**Source text:**

## begin

At org scale this is a strategy, not a one-off. The staff engineer's job is to notice when a recurring review comment ("did you handle the empty case?", "is this validated?", "is this the open or closed connection?") signals a missing type or API, and to invest in the better shape so the comment never needs to be written again. Better types and APIs are a force multiplier on review: they shrink the set of reviewable bugs. A team that designs illegal states out of existence reviews faster and ships fewer defects than a team that reviews harder.

The leverage: every "the type/API now makes that impossible" is worth more than a thousand caught instances of the bug, because it protects every author who hasn't joined yet and every reviewer who is too tired to catch it. This is correctness review applied to the design of the things being reviewed.

## end

**What to work on:** Reproduce the passage on code review word for word, from "The leverage: every" up to and including "things being reviewed.".

**Record extracts:**
## begin

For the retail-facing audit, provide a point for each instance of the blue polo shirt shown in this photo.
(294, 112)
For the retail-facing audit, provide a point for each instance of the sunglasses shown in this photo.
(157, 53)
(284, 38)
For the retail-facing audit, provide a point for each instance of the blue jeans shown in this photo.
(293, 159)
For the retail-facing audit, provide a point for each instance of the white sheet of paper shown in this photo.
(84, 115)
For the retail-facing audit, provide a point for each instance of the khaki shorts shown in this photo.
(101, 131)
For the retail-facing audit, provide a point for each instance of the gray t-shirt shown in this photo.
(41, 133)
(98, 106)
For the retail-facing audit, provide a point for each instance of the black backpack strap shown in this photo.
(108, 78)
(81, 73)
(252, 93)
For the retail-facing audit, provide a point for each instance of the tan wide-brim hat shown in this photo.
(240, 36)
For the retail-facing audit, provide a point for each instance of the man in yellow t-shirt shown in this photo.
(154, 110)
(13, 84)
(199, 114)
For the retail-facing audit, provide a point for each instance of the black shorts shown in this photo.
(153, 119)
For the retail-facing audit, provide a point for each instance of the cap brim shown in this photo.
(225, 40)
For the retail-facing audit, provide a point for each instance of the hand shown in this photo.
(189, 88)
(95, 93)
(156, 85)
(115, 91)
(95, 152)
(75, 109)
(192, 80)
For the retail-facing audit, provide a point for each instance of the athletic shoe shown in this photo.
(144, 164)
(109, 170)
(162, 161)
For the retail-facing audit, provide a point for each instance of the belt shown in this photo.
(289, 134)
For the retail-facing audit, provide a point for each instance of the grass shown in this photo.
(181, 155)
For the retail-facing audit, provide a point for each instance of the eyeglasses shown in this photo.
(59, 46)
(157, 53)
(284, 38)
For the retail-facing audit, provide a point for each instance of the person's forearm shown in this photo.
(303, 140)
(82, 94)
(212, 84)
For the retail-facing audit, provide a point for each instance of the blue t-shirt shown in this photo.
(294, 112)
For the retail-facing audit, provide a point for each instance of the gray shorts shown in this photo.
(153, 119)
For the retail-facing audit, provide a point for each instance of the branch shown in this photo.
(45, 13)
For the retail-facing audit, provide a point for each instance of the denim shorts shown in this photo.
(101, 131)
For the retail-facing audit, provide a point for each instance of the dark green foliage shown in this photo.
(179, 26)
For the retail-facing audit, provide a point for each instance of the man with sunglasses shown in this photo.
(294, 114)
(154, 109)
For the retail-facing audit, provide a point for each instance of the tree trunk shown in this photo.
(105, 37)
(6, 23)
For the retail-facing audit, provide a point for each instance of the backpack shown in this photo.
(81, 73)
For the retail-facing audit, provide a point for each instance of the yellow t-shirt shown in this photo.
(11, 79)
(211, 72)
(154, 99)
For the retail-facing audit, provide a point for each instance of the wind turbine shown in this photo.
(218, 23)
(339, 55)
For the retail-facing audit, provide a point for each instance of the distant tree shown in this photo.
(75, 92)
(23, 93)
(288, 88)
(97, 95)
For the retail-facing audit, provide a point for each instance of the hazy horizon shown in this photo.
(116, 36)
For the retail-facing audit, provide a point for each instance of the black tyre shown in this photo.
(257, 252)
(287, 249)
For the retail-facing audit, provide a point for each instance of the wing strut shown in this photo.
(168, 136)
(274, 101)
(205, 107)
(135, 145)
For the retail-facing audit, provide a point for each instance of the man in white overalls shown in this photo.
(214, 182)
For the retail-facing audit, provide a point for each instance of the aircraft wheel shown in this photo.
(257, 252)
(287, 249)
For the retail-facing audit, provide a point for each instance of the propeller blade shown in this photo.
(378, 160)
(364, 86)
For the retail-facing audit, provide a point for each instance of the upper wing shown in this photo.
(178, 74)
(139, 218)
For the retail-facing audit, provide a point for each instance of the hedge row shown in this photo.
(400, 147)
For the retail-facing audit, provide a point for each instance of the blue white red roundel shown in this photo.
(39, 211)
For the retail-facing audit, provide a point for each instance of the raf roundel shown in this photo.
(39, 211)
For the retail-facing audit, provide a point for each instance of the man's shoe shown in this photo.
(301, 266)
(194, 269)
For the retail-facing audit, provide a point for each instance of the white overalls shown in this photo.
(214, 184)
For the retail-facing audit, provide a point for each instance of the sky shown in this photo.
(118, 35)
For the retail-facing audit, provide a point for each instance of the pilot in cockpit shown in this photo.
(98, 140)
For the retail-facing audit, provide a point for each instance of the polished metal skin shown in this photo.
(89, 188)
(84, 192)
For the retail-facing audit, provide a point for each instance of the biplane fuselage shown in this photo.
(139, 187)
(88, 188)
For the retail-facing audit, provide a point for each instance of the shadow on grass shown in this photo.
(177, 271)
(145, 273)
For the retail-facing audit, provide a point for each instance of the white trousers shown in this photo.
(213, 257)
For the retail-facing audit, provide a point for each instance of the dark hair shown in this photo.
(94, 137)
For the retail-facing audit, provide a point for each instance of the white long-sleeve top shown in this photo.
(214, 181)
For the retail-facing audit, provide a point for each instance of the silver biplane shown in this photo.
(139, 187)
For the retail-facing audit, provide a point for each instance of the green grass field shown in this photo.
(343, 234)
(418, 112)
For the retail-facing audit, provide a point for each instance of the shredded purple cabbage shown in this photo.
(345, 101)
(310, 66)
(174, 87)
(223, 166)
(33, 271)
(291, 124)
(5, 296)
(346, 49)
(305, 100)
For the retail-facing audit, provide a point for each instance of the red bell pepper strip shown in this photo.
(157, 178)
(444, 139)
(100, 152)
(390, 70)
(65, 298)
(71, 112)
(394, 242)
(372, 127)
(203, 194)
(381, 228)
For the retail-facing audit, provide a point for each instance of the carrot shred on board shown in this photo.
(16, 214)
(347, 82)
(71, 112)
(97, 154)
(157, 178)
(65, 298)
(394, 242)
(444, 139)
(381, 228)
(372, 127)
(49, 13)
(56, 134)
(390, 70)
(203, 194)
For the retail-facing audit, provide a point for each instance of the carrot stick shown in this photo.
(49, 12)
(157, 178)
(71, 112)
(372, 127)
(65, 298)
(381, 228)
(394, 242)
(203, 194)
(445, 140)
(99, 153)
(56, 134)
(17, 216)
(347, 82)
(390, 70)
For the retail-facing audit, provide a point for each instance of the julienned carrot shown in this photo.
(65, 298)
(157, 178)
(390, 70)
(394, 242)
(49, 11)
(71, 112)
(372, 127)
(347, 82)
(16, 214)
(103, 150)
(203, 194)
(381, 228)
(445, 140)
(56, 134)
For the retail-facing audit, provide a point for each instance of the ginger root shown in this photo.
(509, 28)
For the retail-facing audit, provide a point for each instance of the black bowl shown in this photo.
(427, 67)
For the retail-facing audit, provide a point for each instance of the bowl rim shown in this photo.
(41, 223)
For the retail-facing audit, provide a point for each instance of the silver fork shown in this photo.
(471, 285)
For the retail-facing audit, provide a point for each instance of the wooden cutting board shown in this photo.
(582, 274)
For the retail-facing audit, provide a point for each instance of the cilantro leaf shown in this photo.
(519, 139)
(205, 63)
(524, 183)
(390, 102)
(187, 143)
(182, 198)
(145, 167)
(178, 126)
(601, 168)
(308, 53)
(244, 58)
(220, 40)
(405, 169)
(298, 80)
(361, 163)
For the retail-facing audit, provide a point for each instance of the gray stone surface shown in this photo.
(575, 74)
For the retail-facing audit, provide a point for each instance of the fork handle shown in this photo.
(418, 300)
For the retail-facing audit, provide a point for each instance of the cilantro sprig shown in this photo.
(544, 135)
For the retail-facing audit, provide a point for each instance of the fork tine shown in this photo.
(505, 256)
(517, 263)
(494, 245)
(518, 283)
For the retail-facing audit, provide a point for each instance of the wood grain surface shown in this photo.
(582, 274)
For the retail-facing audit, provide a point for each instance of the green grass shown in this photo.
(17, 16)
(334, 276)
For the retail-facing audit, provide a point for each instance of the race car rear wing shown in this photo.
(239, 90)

## end

**Solution:**
The leverage: every "the type/API now makes that impossible" is worth more than a thousand caught instances of the bug, because it protects every author who hasn't joined yet and every reviewer who is too tired to catch it. This is correctness review applied to the design of the things being reviewed.